======== Texto para leitura ========

O telefone é uma janela aberta para o infinito

Eu sou do tempo em que as geladeiras eram brancas e os telefones eram pretos, escreveu Rubem Braga. Desde então, há o mistério: por que os telefones sempre funcionaram mal neste país? Já escrevi sobre isso quatro anos atrás. Veio a privatização das teles, veio o escândalo das "fitas", veio a carequinha do Carlos Jereissati, veio a Telemar, veio o colapso das discagens DDD e, passada a onda, concluo: continua a saga das discagens fracassadas e, no plano interestadual, pioraram os serviços.
Ligar para São Paulo é uma aventura incerta. Do Rio, 21 e 31 não competem -se igualam em discagens fracassadas. Ligação internacional são de oito a dez tentativas. Telefonar ainda é uma janela aberta para o infinito, dizia Nelson Rodrigues. Por isso, devo repetir a lista de meus conselhos aos discadores de hoje, eu, emérito sofredor desde os remotos tempos do "trote", quando se gastava uma linha para perguntar: "Penico de barro dá ferrugem?"

========

### Instruções a seguir
Continue o texto sobre os telefones a partir da última frase apresentada.

======== Registros de dados ========

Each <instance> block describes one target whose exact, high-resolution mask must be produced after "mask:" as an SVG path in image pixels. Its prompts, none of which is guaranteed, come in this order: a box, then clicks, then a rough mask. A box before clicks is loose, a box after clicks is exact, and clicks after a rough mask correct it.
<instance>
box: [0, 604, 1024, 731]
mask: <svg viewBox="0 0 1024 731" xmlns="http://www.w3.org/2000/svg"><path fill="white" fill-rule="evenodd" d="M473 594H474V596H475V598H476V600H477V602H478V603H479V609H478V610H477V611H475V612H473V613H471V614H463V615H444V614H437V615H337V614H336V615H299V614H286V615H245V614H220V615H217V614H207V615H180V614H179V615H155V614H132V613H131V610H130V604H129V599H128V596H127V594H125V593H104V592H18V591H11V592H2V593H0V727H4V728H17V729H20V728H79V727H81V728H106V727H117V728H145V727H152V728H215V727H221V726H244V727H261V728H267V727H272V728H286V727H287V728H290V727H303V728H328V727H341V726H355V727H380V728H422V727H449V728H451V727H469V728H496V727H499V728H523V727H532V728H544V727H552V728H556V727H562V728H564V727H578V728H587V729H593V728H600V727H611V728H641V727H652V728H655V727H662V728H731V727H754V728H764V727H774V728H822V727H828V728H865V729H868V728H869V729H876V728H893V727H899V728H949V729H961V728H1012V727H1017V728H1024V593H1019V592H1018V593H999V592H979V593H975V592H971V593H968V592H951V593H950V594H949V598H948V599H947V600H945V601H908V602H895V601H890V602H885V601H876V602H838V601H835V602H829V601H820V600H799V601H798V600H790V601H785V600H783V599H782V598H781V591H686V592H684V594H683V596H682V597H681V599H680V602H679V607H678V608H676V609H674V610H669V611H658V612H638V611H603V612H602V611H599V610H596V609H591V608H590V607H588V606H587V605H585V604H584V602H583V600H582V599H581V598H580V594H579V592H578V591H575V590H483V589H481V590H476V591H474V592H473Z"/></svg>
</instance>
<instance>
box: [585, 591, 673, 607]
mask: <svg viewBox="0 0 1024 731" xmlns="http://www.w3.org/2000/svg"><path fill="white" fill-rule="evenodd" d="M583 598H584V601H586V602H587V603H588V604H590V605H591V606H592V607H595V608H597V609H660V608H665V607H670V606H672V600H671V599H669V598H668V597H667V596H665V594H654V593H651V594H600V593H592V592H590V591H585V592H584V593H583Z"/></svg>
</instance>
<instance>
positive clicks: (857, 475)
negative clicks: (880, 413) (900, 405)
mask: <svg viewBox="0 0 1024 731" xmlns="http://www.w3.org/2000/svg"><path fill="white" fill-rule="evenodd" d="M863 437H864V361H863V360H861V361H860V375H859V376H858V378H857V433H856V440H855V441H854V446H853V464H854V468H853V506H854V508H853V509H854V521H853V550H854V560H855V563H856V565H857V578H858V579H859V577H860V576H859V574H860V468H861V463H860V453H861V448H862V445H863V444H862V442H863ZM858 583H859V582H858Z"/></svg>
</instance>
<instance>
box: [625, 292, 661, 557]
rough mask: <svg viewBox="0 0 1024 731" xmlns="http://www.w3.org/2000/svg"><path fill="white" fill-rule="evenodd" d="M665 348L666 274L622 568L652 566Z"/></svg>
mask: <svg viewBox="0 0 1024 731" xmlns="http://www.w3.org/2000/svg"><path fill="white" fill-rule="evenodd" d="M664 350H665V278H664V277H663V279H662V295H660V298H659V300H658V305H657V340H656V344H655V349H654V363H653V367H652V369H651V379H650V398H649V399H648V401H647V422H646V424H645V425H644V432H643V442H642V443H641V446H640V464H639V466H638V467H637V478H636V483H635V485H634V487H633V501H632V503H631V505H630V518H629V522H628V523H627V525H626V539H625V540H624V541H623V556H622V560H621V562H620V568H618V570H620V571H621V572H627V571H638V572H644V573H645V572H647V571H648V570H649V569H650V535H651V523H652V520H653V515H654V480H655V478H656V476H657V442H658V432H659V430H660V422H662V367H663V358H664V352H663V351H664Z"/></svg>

========

### Espaço para resposta
Saiba, antes de tudo, que as linhas telefônicas têm um comportamento humano (e neurótico). Para domá-las é preciso compreensão e carinho, sendo necessária, às vezes, um pouco de energia, sem exageros que possam levar até a destruição do aparelho, aos gritos de "não aguento mais, canalhas!" Eu mesmo já esmigalhei um "sem-fio" branco, novinho, sapateando em cima dele como uma bailarina espanhola. Foi das mais deliciosas vinganças de minha vida...
No Rio, as linhas são como mulheres difíceis; nunca "dão" de primeira. São coquetes, histéricas. Você liga, não "completa", e aí começa a sofrer como diante de uma Carmen.
E existe um fenômeno que eu batizei de "processo de impregnação progressiva". É o seguinte: só se consegue a ligação na terceira tentativa. Por que três vezes? Ninguém sabe. Mas é o processo da "impregnação". É como um espermatozóide fecundando um óvulo, uma idéia se formando no sistema nervoso. Tudo depende de seu jeitinho, de seu afeto ao ligar. A primeira tentativa é, digamos, um "flirt". A segunda, uma quebra de gelo na relação homem-máquina. Só na terceira discada se dará o contato. Se bem que, mesmo completada a ligação, isso não garante que atingirás o contato com teu amigo, teu amante ou teu "miché", oh admirável estrangeiro! Provavelmente, será "engano". Pode-se ligar para a própria mãe, e atender um crioulo em Bonsucesso, não por um deslize dos dedos, mas por enigmas elétricos no coração das trevas.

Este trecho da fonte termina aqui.